# Document
========================================================================

Everything was done on the cheap, in keeping with
the low value of the property. By the time Tom purchased
the land and building, the structure had grown into
a ten-room modified shack, with a double wide, pre
fabricated, living room/ bed room mounted on an
actual poured foundation. But at its core it was
still a shack. Shack as in RAMSHACKLE.
Tom asked me to help select paint colors for his
home, but my involvement evolved into something
more. I agreed to assist only with the colors.
The shack really needed to be swept away and the
slate cleaned. An entirely new house needed to be
erected. It wasn’t the Taj Mahal being renovated
and the shack bore no rustic charm. Bulldozing was
called for, at least in my opinion.
The shack’s floor wasn't level or consistent
in any manner. It bowed up in one place and sunk
in another; changing as one walked about the room.
It actually flexed, as if the flooring thinly disguised
a trampoline. I measured the variation, which could
range as much as two inches when the flooring buckled
or bowed. The cause for this was that some of the
rocks which had supported the various sized hunks
of wood pretending to be floor joist, had shifted.
To make it more interesting, there was no real crawl
space below the floor. It was elevated off the dirt
by perhaps a foot. The lack of plumbing and electricity
in the original shack made a crawl space unnecessary.
Tom wanted to keep the core and shore it up, incorporating
the shack into the new design, swallowing it in
a cocoon of stucco.
Brothers will do lots of things for their brothers.
But there must be a limit to brotherly love. Sure,
Tom had slithered through my attic, on his belly,
looking for an electrical fault. I owed him, but
not as much as he was now asking for. He wanted
me to stabilize the shed. Tom was wanting his color
consultant to become Mister Sure-I’ll-Crawl-
Around-In-The-Dark. He sweetened the pie by offering
to compensate me with minimum wage for my time.
I countered by drawing ten dollars out of my wallet
to compensate him for his fifteen minutes in my
attic. Let’s just call it even, ok? He upped
the ante and I folded. Afterward I thought about
it and had a little talk with myself.
“What on earth have you done? You’re
agreeing to do what exactly? Aren’t you afraid
of dark, tight, smelly places? Don’t you suffer
from claustrophobia? What about spiders and snakes?

========================================================================

# Collected data
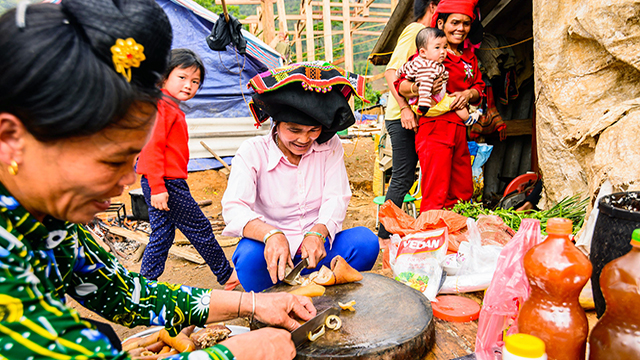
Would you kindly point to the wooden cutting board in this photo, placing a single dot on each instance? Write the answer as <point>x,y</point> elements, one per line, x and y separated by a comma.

========================================================================

# List of tasks
- 1) Please answer these from the passage about Tom's shack, one line each:
(a) How high above the dirt was the shack's floor?
(b) What pay did Tom offer for the work?
(c) How much money did the narrator take out of the wallet?
- 2) Summarize the passage about Tom's shack in two sentences.
- 3) Pick up the passage about Tom's shack after its final sentence and keep it going.

# Responses by task
- 1)
(a) Perhaps a foot.
(b) Minimum wage.
(c) Ten dollars.

- 2) Tom bought a ramshackle ten-room shack and asked the narrator to help pick paint colors, but the narrator thought it should be bulldozed, while Tom wanted to shore up its shifting, uneven floor and wrap it in stucco. When Tom upped his offer, the narrator agreed to stabilize the structure and then doubted the choice, given fears of dark, tight, smelly places, spiders, and snakes.

- 3)
There are probably oodles of slimy, crawly critters,
alive and deal under there.”
To which I replied, “Hey, shut up. He’s
going to pay me. That’s more money than I’ll
be getting from any of my art dealers”. Until
a few years ago Tom wouldn’t have been able
to get much time or attention from me, his oldest
brother. My art dealers managed to sell enough of
my work to keep me in the studio, my focus on the
next exhibition. But the art world changes, dealers
close, and times get hard. So, what did I have to
loose? I could use the cash.
Tom would have been miles ahead to tear the shack
down, but it was too late once the drawings were
approved and building permit issued. So, my adventure
began and Tom’s money commenced siphoning
into my pocket. I won’t go into the gory details
of how an improperly built structure is stabilized.
When I first squeezed myself under the house to
plan a course of action, I immediately identified
with the Wicked Witch of the East. I could feel
Aunt Em and Uncle Henry’s house settling on
me, and Dorothy and Toto taking my shoes. There
were moments when my brother could have taken photos
of my legs protruding from under the house. A passerby
might have thought I was a lost car mechanic trying
to change the oil.
I had to dig a pit and an access tunnel so I could
squirm through the dirt into the crawl space. Some
of the moves I made under the house, especially
adjusting supports and shimming jacks or relieving
pressure, had true potential for realizing the fantasy
of a Wizard of Oz post tornado house landing.
I spent days either face up or face down with a
small flashlight sticking out of my mouth. There
was no room to roll over and change sides. Face
up or face down was a choice made upon entering.
Every action, every move under the house required
preparation. A flashlight sometimes provided sufficient
light. A flood light meant both hands were free
and my mouth ready to supply articulate and unencumbered
curses.
Although a flood light could free may hands and
illuminate a work space, I would invariably move
my arm or leg, and block the light. I marked measurements,
such as for how far a beam needed to be elevated,
directly upon the old lumber with a stick of chalk.
Pencil and magic marker became invisible as soon
as I made a mark. When I made a scratch on the ancient
wood with chalk, I didn’t worry about blinking
my eyes and losing the mark. Oh, and have you ever
fried your arm on a lamp?
Imagine doing it in a space so tight that you end
up breaking the bulb! Fortunately the flashlight
was in my shirt pocket. Each little setback fed
my frustration. Burning my forearm was the straw
that broke this camel’s back. I dragged myself
out, wanting to tell Tom to go finish the job himself,
but in a more colorful words. Unfortunately he wouldn’t
have known where I had left off. I found Tom’s
first aid kit. He was out of burn ointment. No flashlight
was in my mouth block to expletives. I went home,
showered and cooled down.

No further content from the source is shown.